SET PROBLEM 1: In the text on SKAN attribution and data clean rooms, how many possible conversion values can advertisers map out?

SELECTED TEXT:
<<<<
To be able to mitigate this limitation, some marketers turn to ID matching, aggregated advanced privacy, and probabilistic modeling — that come with their own set of upsides and drawbacks.

Choosing the preferred model based on specific needs won’t work either, because SKAdNetwork data is anonymized, meaning no entity can determine if the same conversions were attributed by other models or not. Potentially, each install could be attributed by SKAdNetwork alone, by other attribution modes, by both or by none.

This is the very essence of SKAN: anonymization. So by design, it prevents reverse-engineering for user-level matching.

The reality is that multiple data sources, APIs and dashboards make it nearly impossible to reach accurate and actionable insights, and marketers are reduced to guesswork when it comes to analyzing their campaign performance.

Aaaaand problem solved!

The true cost of data inaccuracies: Leveraging conversion values

The only real solution to this extremely frustrating situation is a consolidated dashboard or API where the data is combined, deduplicated, and unified, all while preserving user privacy and aligning with Apple’s policies.

Because SKAN has its limitations, many of them can be overcome by innovating on top of the protocol’s conversion values, which are the only way for iOS advertisers to measure user LTV in SKAN campaigns.

By properly mapping out 64 possible values, advertisers can measure post-install revenue, activity, and retention (though only up to 24-72 hours in the vast majority of cases).

So, the answer to a siloed, disparate reality that stems from limited data — is leveraging conversion values to create a unified reality, or a single source of truth across the various attribution sources, where each value can be maximized and fully accounted for in the mapping.

While conversion values do limit the marketer’s ability to measure LTV (both in time and range), they do offer up the ability to unify reported data in aggregate reports.

2 – Data Clean Rooms – and how they enable marketers to make solid decisions without direct access to user-level data

The true cost of data inaccuracies: Data clean rooms

Data clean rooms allow marketers to harness the power of combined data sets while adhering to privacy regulations. In essence, they’re a tool that allows marketers to leverage user-level data insights without actually being exposed to it.

Within the data clean room environment, personally identifiable information (PII) or user-level attribution data is not visible to any of the involved contributors, which makes it impossible for them to single out users with unique identifiers.

PII and user-level data are processed so that it can be made available for a variety of measurement purposes, producing anonymized data that can then be cross-referenced and combined with data from different sources.

In most cases, the only outputs from the data clean room are aggregate level insights, e.g. users (plural!) who have performed action X should be offered Y. That being said, it’s important to bear in mind that user-level output can take place given the full consent of all involved parties.

Why should you consider a data clean room?

The key ingredient that makes data clean rooms a highly credible platform is the fact that access, availability, and usage of data are agreed upon by all data clean room parties, while data governance is enforced by the trusted data clean room provider.

This framework ensures that one party can’t access the other’s data, which upholds the ground rule stating that individual or user level data can’t be shared between different companies without consent.
>>>>
[Saved data records]
<<<<
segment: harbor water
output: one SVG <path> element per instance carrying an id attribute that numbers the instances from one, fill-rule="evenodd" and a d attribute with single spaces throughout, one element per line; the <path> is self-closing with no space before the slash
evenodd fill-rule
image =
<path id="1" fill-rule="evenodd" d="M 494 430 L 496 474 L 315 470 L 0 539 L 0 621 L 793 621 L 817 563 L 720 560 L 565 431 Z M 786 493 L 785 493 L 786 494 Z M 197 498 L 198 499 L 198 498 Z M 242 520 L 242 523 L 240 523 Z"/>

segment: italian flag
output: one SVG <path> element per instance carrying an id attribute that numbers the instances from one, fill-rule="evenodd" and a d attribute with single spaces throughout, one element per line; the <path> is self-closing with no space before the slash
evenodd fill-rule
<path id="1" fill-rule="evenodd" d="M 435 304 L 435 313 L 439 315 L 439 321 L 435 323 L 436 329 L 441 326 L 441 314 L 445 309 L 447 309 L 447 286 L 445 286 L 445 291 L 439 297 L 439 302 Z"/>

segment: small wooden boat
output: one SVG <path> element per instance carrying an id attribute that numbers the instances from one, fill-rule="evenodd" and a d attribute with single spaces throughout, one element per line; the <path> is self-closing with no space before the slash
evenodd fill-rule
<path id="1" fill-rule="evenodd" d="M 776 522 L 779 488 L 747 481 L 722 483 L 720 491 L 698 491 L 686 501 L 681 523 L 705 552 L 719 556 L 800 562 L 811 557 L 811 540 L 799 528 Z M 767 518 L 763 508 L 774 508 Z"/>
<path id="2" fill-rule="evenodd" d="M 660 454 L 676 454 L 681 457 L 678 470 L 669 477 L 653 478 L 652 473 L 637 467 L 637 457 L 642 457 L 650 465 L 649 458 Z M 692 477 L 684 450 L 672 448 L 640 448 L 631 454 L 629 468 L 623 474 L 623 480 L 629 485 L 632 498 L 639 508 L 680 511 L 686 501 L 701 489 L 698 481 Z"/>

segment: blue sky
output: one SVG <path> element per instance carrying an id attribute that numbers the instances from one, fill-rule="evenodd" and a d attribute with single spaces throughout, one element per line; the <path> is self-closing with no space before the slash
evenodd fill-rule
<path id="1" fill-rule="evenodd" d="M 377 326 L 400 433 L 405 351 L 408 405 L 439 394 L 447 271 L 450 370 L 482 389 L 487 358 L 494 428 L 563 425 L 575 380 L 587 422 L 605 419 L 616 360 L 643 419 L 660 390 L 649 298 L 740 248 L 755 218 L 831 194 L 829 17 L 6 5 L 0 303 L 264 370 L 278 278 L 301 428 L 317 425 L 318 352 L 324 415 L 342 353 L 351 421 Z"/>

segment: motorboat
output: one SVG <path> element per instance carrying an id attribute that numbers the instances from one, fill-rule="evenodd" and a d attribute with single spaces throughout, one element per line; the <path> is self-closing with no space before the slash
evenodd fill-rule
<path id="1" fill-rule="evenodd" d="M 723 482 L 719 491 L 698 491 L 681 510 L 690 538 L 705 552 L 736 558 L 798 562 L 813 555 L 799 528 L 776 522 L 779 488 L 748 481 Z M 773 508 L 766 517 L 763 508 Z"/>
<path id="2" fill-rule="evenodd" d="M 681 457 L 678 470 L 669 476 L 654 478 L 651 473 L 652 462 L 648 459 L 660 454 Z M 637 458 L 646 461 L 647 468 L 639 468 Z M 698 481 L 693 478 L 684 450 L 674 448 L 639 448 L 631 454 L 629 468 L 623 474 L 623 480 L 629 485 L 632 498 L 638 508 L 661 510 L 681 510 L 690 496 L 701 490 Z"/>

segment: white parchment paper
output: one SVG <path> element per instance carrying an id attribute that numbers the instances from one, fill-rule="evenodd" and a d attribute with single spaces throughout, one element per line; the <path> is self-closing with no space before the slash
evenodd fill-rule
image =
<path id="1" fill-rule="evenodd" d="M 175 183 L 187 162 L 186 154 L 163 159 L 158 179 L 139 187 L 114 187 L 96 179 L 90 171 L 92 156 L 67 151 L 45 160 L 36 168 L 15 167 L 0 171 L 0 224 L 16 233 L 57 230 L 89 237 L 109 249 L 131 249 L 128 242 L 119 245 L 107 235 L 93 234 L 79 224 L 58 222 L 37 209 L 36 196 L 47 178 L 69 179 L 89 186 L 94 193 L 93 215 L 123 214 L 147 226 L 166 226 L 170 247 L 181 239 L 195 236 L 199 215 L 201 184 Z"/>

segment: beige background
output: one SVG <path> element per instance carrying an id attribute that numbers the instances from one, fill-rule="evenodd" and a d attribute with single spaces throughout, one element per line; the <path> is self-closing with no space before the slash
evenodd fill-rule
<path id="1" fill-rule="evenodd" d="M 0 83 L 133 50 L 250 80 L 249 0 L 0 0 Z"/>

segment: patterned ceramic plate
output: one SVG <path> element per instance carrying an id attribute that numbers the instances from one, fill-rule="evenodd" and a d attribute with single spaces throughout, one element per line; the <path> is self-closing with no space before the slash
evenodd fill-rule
>>>>
SET PROBLEM 2: Change "ceramic" to "porcelain" in the records, beginning with the line that contains "segment: patterned ceramic plate" and continuing through the end of the records. Give only those lines, with everything else unchanged.

CORRECT OUTPUT 1: 64

CORRECT OUTPUT 2:
segment: patterned porcelain plate
output: one SVG <path> element per instance carrying an id attribute that numbers the instances from one, fill-rule="evenodd" and a d attribute with single spaces throughout, one element per line; the <path> is self-closing with no space before the slash
evenodd fill-rule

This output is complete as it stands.